STATED TASK:
List every line in the records below that contains the string "woman". Case matters.

RECORD SET:
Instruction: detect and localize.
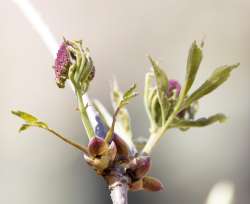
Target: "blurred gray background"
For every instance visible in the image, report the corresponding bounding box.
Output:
[0,0,250,204]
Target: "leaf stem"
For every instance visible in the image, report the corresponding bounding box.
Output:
[45,128,88,154]
[76,88,95,139]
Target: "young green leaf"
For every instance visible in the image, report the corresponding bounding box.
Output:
[11,111,48,132]
[111,81,132,137]
[11,111,38,123]
[171,113,226,130]
[184,41,202,95]
[181,63,239,109]
[18,124,32,132]
[118,84,138,108]
[149,56,169,123]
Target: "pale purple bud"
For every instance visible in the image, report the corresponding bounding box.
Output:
[54,42,70,88]
[167,79,181,97]
[134,156,151,179]
[88,137,108,157]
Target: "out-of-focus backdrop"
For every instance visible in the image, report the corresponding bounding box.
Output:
[0,0,250,204]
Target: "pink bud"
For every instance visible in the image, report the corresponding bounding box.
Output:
[54,42,70,88]
[143,176,164,192]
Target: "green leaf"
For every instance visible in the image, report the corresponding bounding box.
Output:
[184,41,202,95]
[181,63,239,109]
[11,111,48,132]
[111,80,132,137]
[119,84,138,108]
[171,113,226,130]
[11,111,38,123]
[149,56,169,125]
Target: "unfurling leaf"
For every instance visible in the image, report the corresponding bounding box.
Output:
[11,111,38,123]
[181,63,239,109]
[171,113,226,130]
[149,56,169,121]
[184,41,202,95]
[118,84,138,107]
[18,124,32,132]
[11,111,48,132]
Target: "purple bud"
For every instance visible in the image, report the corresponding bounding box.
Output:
[129,179,143,191]
[108,141,117,161]
[143,176,164,192]
[88,137,108,157]
[113,134,129,159]
[134,156,151,179]
[54,42,70,88]
[167,79,181,97]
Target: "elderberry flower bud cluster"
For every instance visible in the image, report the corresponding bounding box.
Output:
[84,134,164,191]
[53,40,95,93]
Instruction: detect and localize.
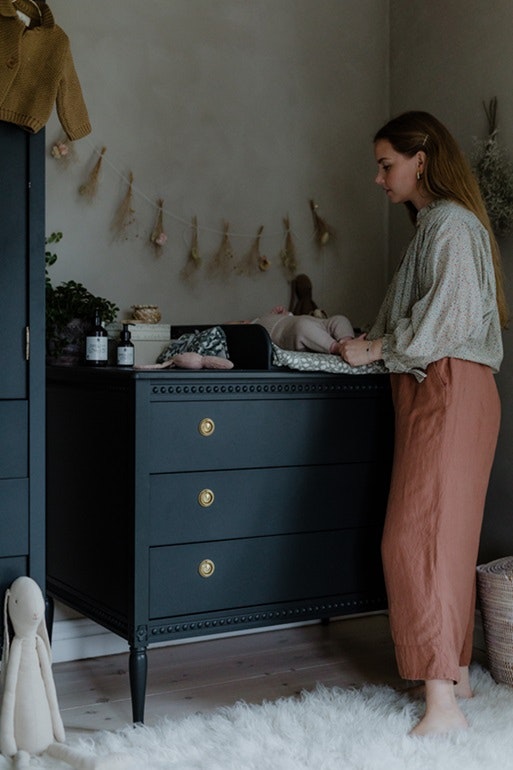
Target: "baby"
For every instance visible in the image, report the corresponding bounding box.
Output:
[249,305,355,356]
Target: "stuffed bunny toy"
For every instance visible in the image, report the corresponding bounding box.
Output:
[0,576,65,756]
[0,576,126,770]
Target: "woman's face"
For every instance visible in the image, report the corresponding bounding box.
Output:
[374,139,429,209]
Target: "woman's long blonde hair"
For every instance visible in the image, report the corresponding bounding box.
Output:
[374,111,509,327]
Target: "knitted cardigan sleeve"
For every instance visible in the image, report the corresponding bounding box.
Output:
[56,40,91,141]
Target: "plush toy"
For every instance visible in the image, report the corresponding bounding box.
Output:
[0,577,65,756]
[135,353,233,369]
[0,576,126,770]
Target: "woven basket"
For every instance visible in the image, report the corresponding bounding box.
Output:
[132,305,162,324]
[477,556,513,685]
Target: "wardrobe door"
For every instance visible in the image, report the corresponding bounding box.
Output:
[0,122,45,599]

SOLUTION FOR THIS TASK:
Target: "woman's face"
Target: "woman's long blonde hair"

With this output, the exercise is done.